» **What to do**:
1. Answer these questions from the interview on livestock diseases.
(a) How many people have died from mad cow disease in the last 20 years?
(b) Which disease destroyed the British and German pig market?
(c) What does PRRS stand for?
2. Rewrite the part of the interview on livestock diseases starting at "CONNECT: Because that" and ending at "take the risk.", and swap "operations" for "holdings".

» **Source document**:
----

This is a serious issue, but let’s put it in perspective. More than 40,000 Americans are killed each year from automobile accidents. In the last 20 years 137 people have died from mad cow disease. The 137 deaths weren’t justified. But news organizations have been good at raising that fear to an hysteria.

CONNECT: So how does mad cow disease affect your business?

GALLAWAY: Our affected customers can’t pay their bills when they aren’t making money. Foot and Mouth disease has a similar impact. Everything must be quarantined. This is the reason why we sold our swine business in Europe. Foot and Mouth disease just destroyed the British and German pig market. In time it became evident that some companies had to leave. Either we had to be a consolidator or a consolidatee, and I didn’t want to be a consolidator.

CONNECT: Because that would have increased your risk in Europe.

GALLAWAY: Yes. So I sold our operations there to a European company, one willing to take the risk.

CONNECT: What about PRRS?

GALLAWAY: It’s a different issue. PRRS is unique to pigs. There are only two kinds of swine operations in North America: those that have PRRS, and those that will have PRRS. PRRS is porcine respiratory and reproductive syndrome. The sows abort their litters, and the pigs that don’t abort have higher morbidity. Will the industry one day get its arms wrapped around PRRS? Sure it will. How long will that take? I don’t know.

----

» **Extracted records**:

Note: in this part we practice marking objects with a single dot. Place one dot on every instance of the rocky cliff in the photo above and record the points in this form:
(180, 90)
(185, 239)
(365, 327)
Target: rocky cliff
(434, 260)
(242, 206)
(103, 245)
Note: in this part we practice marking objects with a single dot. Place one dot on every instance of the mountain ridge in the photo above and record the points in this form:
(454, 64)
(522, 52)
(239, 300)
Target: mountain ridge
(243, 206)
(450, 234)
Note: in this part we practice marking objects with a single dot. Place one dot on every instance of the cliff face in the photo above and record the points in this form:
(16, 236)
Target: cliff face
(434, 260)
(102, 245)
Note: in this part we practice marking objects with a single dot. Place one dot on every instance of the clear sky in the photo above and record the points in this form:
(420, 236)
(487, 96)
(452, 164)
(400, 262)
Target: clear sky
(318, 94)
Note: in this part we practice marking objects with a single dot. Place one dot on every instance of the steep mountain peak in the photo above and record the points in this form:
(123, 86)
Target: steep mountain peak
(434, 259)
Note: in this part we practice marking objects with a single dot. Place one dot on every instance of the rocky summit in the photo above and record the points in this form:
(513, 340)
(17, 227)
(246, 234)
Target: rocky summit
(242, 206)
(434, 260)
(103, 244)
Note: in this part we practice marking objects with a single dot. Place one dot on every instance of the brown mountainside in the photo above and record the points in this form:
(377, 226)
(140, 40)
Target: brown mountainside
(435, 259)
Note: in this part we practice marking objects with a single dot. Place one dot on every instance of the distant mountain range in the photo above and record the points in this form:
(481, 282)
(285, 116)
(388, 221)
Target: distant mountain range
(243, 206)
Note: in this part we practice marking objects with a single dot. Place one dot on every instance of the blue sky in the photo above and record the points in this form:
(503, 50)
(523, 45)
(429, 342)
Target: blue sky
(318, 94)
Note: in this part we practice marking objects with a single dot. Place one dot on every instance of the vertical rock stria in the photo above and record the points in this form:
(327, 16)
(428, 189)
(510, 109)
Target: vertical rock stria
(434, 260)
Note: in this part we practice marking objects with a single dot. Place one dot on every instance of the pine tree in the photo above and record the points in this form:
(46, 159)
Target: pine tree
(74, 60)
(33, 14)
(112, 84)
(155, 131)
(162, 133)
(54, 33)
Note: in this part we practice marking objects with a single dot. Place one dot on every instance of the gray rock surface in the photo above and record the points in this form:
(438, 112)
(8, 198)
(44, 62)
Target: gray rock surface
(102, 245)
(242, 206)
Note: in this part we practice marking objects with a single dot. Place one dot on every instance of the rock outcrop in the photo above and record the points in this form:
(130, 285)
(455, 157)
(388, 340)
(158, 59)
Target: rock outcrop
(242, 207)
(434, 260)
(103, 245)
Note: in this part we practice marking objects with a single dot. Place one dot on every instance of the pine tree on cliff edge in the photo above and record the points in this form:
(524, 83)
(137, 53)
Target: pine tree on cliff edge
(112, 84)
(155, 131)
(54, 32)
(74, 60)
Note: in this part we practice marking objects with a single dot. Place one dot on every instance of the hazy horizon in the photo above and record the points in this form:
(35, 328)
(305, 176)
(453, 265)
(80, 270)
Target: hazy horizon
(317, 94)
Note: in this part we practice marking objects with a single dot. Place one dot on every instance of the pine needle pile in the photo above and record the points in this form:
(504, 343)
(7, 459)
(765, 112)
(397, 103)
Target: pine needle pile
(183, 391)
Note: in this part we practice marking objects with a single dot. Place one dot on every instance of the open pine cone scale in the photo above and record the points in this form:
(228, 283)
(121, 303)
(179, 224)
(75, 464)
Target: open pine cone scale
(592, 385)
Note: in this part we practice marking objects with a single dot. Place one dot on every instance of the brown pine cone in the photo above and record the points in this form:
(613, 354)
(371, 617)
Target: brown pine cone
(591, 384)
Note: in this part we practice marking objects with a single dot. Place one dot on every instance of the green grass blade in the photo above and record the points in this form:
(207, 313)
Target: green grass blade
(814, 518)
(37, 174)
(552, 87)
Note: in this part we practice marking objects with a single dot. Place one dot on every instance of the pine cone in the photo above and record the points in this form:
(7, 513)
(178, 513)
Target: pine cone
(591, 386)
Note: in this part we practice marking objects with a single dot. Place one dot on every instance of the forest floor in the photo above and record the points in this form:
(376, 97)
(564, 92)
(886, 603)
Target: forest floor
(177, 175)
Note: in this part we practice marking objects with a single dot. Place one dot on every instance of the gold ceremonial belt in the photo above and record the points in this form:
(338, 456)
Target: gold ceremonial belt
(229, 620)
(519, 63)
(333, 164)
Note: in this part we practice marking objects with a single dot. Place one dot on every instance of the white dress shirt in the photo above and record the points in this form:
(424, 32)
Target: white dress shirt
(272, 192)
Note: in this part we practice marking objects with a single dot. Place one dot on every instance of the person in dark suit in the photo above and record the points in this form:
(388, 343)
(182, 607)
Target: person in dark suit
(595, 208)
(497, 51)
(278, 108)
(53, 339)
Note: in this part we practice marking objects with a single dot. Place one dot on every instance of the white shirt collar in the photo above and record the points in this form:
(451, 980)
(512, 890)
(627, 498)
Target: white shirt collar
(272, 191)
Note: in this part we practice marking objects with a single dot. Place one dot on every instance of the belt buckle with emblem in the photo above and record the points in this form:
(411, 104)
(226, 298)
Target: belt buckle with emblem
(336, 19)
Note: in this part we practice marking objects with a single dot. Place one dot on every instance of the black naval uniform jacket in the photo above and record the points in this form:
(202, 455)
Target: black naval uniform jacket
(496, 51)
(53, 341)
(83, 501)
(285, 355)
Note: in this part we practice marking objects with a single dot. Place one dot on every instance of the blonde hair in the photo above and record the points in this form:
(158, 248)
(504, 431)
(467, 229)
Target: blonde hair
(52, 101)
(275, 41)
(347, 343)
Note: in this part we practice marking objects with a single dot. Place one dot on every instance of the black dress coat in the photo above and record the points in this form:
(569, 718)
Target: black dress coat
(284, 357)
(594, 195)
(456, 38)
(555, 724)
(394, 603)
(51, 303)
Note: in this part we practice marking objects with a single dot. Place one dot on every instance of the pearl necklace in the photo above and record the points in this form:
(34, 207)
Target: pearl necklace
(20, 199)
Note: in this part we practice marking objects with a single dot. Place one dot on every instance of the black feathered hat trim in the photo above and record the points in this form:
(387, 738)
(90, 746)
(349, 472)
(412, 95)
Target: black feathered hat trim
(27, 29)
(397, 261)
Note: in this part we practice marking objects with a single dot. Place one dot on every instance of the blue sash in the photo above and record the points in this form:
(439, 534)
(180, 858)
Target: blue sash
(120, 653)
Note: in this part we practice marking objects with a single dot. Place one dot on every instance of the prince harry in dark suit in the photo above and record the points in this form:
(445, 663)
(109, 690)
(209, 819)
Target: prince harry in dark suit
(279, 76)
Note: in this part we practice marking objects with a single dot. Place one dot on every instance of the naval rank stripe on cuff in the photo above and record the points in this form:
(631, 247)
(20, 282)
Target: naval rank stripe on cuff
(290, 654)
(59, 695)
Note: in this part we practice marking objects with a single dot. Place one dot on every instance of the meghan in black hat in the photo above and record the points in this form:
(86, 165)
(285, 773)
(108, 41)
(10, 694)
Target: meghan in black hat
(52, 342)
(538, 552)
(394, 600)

----

» **Outputs by task**:
1.
(a) 137
(b) Foot and Mouth disease
(c) Porcine respiratory and reproductive syndrome

2.
CONNECT: Because that would have increased your risk in Europe.

GALLAWAY: Yes. So I sold our holdings there to a European company, one willing to take the risk.